--- DATA EXCERPTS ---

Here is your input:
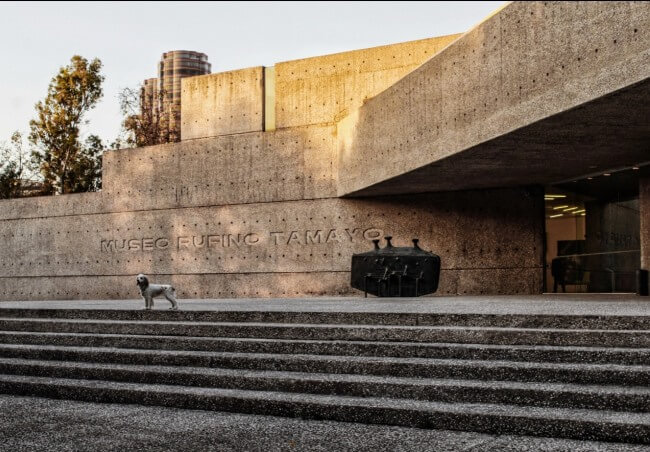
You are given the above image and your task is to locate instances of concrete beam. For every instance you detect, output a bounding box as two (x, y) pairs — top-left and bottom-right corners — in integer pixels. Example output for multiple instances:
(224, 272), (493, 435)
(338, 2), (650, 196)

---
--- DATA EXCERPTS ---

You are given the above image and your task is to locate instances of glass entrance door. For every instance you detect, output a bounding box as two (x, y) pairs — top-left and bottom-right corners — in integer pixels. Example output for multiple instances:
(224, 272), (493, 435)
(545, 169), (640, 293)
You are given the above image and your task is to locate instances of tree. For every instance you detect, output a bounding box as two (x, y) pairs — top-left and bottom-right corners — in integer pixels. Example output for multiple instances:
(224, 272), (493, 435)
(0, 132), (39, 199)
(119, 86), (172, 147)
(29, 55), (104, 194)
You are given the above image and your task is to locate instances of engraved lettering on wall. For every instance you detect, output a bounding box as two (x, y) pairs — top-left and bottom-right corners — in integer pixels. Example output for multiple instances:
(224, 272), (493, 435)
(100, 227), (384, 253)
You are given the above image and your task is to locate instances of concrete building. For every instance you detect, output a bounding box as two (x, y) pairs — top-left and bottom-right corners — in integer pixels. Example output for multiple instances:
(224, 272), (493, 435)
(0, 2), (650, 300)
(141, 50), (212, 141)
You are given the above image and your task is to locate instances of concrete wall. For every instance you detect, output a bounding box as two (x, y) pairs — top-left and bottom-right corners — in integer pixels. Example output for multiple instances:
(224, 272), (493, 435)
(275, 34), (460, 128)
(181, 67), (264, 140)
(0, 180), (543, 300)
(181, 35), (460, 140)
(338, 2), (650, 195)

---

Convert the stretch of the rows from the line containing "Here is your" through the line containing "(338, 2), (650, 196)" into a JSON list of strings, with one string per line and blank lines omitted. Leave the pictures out of the list.

• **ANSWER IN FULL**
[
  "Here is your input:",
  "You are given the above image and your task is to locate instances of concrete beam. For every instance you detect, output a bounding box as two (x, y) pairs — top-left and bottom-right corners — in integer pixels. Example output for multiple instances:",
  "(224, 272), (493, 435)",
  "(338, 2), (650, 196)"
]